What the task asks. Retype everything from the line containing "Point to the stone barn." down to the line containing "Point to the stone wall.", including both of those lines.
═════ Supplied data ═════
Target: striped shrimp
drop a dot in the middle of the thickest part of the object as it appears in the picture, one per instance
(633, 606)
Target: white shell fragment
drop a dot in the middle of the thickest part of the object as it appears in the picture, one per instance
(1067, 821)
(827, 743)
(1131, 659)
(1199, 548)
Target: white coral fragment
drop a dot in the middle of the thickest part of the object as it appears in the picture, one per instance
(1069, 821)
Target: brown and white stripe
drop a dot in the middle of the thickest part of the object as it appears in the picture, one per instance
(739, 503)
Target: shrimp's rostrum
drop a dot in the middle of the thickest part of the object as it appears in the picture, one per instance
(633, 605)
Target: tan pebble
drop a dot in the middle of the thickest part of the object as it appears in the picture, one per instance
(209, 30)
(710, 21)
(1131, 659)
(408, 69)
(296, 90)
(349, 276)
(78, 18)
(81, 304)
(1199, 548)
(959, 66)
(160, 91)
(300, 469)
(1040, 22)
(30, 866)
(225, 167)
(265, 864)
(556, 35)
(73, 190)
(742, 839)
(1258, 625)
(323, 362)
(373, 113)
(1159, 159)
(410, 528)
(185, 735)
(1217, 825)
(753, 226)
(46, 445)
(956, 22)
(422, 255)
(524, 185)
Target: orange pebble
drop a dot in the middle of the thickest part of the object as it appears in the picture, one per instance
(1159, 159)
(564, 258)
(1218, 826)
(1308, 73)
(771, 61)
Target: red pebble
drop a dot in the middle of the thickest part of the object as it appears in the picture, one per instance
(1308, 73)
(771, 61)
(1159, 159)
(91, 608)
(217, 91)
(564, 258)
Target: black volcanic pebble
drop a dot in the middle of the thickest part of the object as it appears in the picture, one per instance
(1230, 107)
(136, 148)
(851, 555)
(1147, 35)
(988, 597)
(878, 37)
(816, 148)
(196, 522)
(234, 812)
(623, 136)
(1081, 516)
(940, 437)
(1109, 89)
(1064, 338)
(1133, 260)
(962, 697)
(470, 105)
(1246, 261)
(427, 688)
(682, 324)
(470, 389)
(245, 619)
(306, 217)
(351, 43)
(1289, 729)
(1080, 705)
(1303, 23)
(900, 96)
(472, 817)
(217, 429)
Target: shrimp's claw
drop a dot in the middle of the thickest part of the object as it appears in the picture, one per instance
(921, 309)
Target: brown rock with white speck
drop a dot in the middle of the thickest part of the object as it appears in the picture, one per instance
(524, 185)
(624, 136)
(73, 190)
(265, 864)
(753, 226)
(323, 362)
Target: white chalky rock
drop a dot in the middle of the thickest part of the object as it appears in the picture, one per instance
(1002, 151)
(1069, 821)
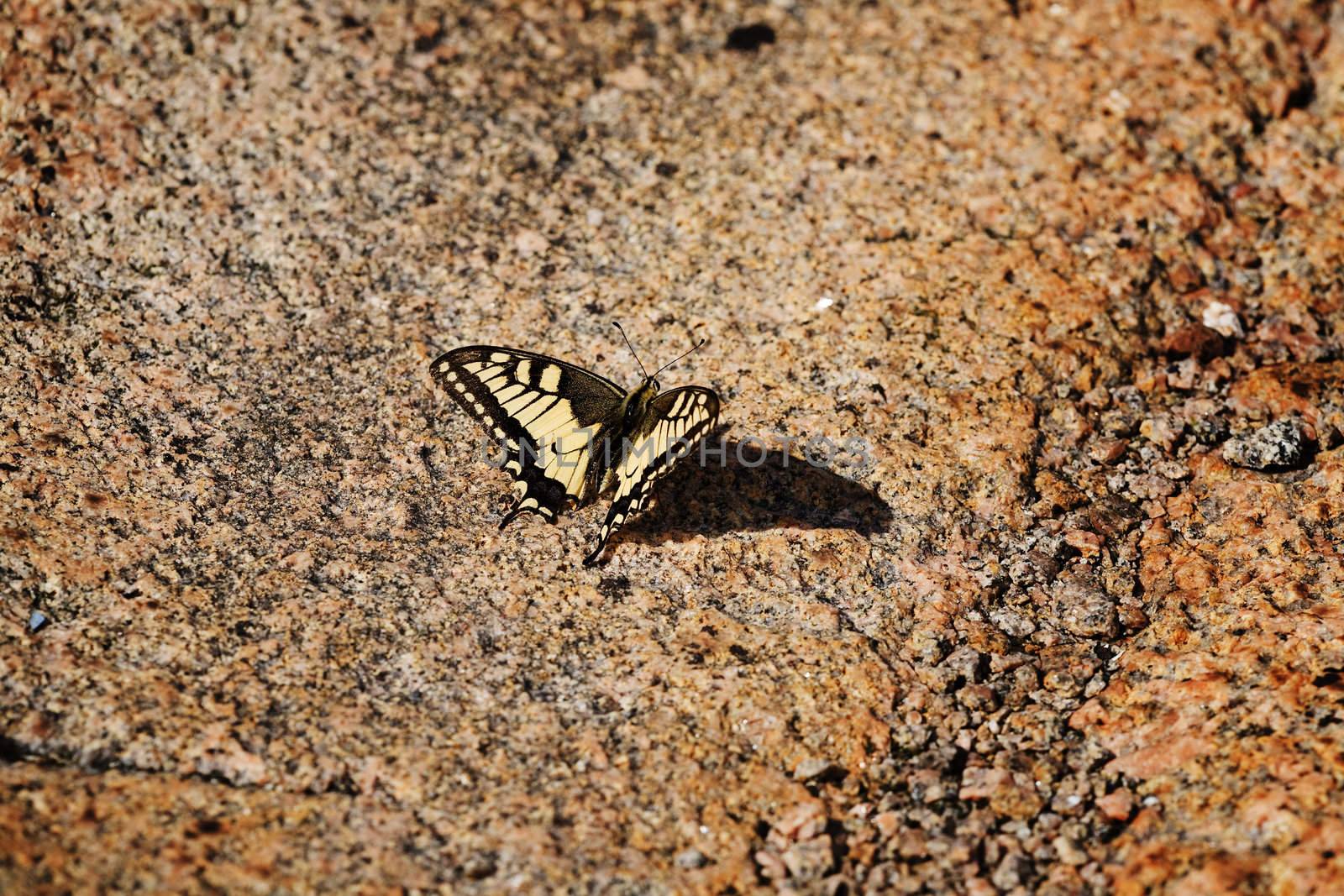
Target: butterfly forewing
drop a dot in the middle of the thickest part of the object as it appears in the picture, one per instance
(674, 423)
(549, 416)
═════
═════ Supplied data ═════
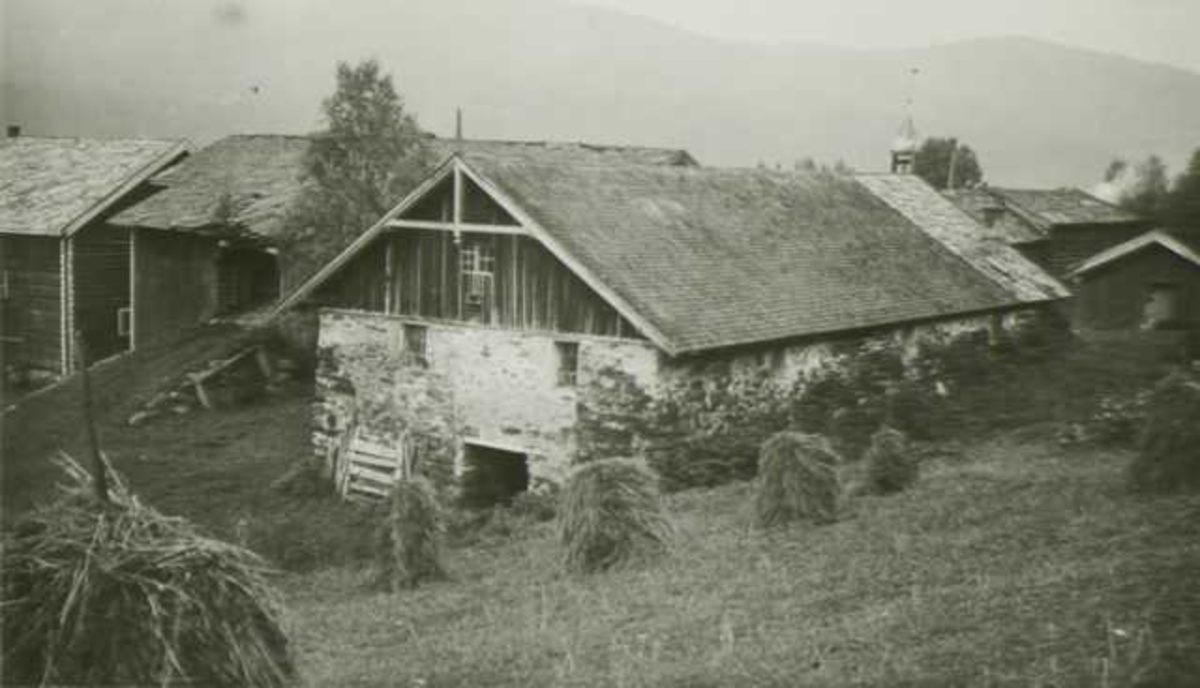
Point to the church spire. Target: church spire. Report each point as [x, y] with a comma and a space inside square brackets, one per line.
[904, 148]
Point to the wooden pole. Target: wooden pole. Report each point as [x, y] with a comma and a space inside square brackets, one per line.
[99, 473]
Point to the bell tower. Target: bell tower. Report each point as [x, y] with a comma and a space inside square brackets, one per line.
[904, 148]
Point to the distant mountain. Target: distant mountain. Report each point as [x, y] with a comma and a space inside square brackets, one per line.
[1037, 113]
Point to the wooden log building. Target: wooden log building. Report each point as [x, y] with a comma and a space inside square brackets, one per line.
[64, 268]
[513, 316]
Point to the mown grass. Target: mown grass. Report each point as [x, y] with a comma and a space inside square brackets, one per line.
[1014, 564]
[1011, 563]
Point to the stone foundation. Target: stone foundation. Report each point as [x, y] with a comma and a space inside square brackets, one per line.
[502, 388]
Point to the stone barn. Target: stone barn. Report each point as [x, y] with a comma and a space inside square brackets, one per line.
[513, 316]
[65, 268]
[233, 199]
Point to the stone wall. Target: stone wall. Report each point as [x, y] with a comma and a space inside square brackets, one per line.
═════
Solution for this problem.
Point to the stone barn. Target: stone barn. Report each point as [x, y] with a comma and a space inside square brackets, one per line.
[513, 316]
[65, 268]
[233, 199]
Point to the stone wall. Target: stone wall. Report each point as [x, y] with a comma and a space inside square brackets, one per line.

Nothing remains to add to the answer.